Instructions to follow: An exact copy of all the entries is needed, with no images in it.

----------

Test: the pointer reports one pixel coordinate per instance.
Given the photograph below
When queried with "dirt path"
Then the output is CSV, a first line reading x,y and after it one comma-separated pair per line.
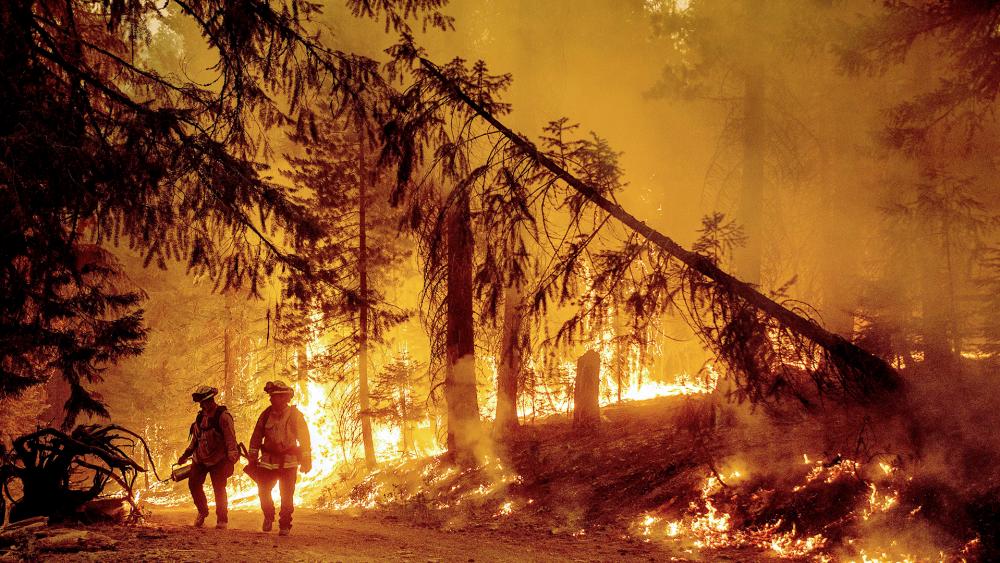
x,y
326,536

----------

The answer:
Test: the pointer reports one pixel coordinate per instance.
Given the photograph below
When queried with "dirt path"
Then the output is CSV, a first line reading x,y and after it one comma-separated pair per line.
x,y
326,536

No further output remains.